**Apply what you read**
1. From the passage on graphene and malaria, copy the words from "Yet each tool" up to and including "at every stage.".
2. Recast the paragraph of the passage on graphene and malaria that begins "Yet each tool faces limits" as a short bulleted list, keeping its main points.

━━━ Source passage ━━━

Malaria continues to resist elimination efforts, even as vaccines and treatments become easier to access. Despite substantial progress, the disease remains a serious global threat. According to the World Health Organization, in 2023 there were an estimated 597,000 malaria-related deaths and 263 million cases worldwide. Preventive measures such as insecticide-treated bed nets and indoor spraying remain key strategies, and diagnostic testing and treatments are essential for managing infections.

Yet each tool faces limits. Mosquitoes are developing resistance to insecticides. Parasites are evolving resistance to treatments. Diagnostics often require lab settings or fail to detect infections early or at low levels. Malaria must be managed at many points—from the mosquito bite to parasite growth to detection—but the current tools are not equally effective at every stage.

Materials science is now stepping into this space with a new class of engineered substances: two-dimensional (2D) materials, particularly graphene and its variants. Graphene is a single sheet of carbon atoms arranged in a hexagonal pattern, known for its exceptional strength, electrical conductivity, and chemical reactivity. These properties make it promising for applications that require both sensitivity and selectivity, such as detecting tiny amounts of biomolecules or blocking microscopic particles.

Figure 1: Graphene in the fight against malaria. I) Material based on a diversity of graphene (e.g., 0D, 1D, 2D, 3D, monolayer, multilayer, and nanosheet) with chemical properties of strong strength, high mobility, high transparency, good heat conductivity, biocompatibility, and chemical stability; II) advanced devices (e.g., nanofabrication of graphene quantum dots, surface plasmon resonance biosensing chip) demonstrating antimalarial characteristics can be used for III) malaria treatment (i.e., enhanced predation efficiency of natural enemies, prevented P. falciparum bites by acting as physical barrier, interference P. falciparum sense the human body, the superior loading capacity of graphene oxide nanosheets (GOns) for essential biomolecules required for the growth and development of malaria parasites resulted in the depletion of vital nutrients, diagnosis malaria by rapid detection of DNA, RBC, lactate dehydrogenase (LDH), and nanodrug delivery system with high toxicity against malaria mosquitoes) at IV) different stages of malaria development from injection of sporozoites by an infected mosquito to multiplication of merozoites in RBCs. This review contributes to a better understanding of the opportunities and challenges associated with graphene-based materials in the fight against malaria, offering valuable guidance for future research and development in this important area. [downloaded from https://advanced.onlinelibrary.wiley.com/doi/10.1002/anbr.202300130]

Berger’s August 17, 2025 article delves into further detail, Note: A link has been removed,

A comprehensive review published in Advanced NanoBiomed Research (“The Comprehensive Roadmap Toward Malaria Elimination Using Graphene and its Promising 2D Analogs”) outlines how graphene and similar materials could be systematically applied across multiple stages of malaria control.

━━━ Records ━━━

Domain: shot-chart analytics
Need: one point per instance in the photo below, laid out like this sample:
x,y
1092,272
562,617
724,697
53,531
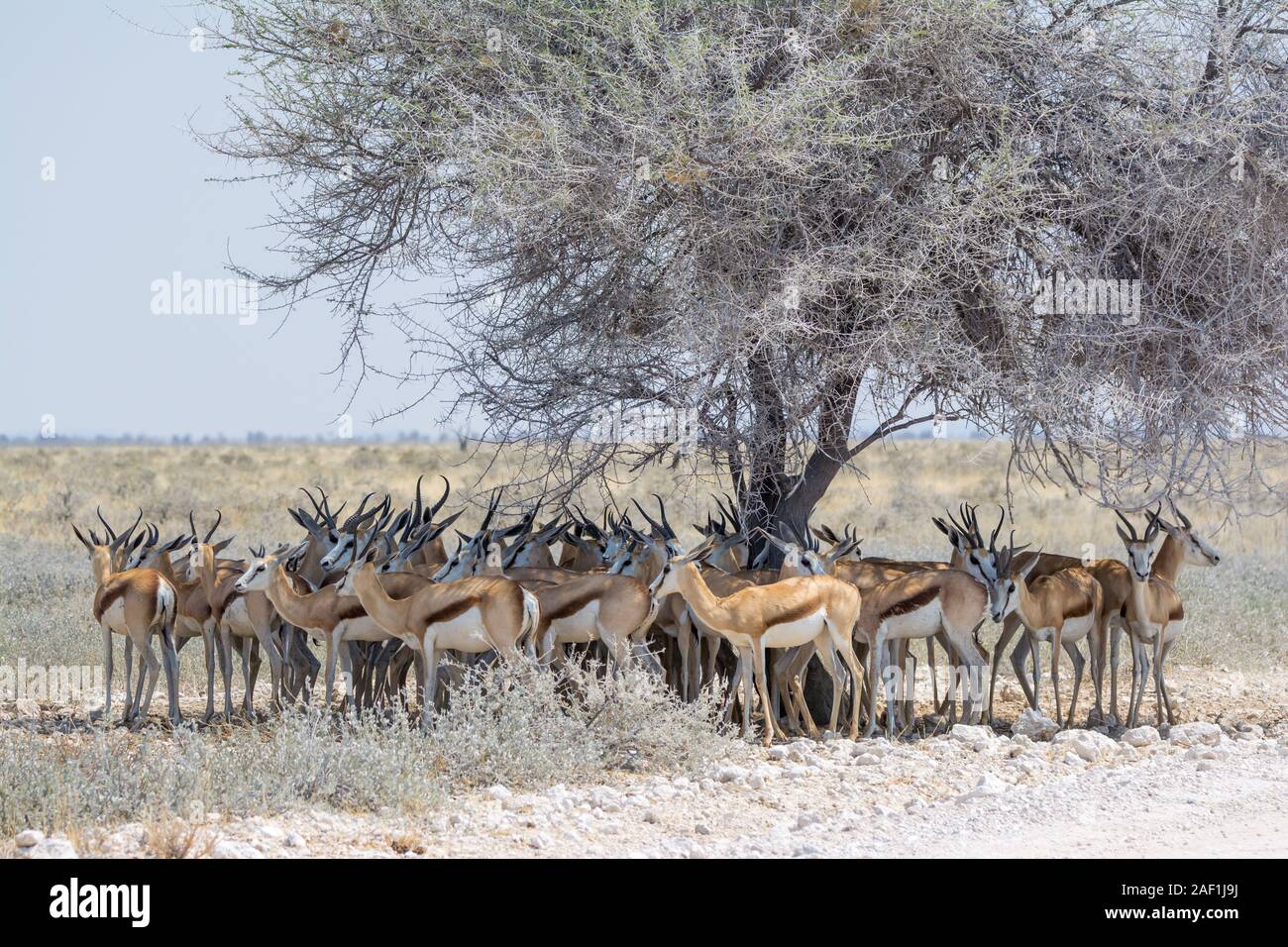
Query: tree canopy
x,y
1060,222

━━━

**Written responses**
1.
Yet each tool faces limits. Mosquitoes are developing resistance to insecticides. Parasites are evolving resistance to treatments. Diagnostics often require lab settings or fail to detect infections early or at low levels. Malaria must be managed at many points—from the mosquito bite to parasite growth to detection—but the current tools are not equally effective at every stage.

2.
Each tool has limits:
- Mosquitoes are becoming resistant to insecticides.
- Parasites are becoming resistant to treatments.
- Diagnostics often need lab settings or fail to catch infections early or at low levels.
- Malaria has to be managed at many points, from the mosquito bite to parasite growth to detection, but current tools are not equally effective at every stage.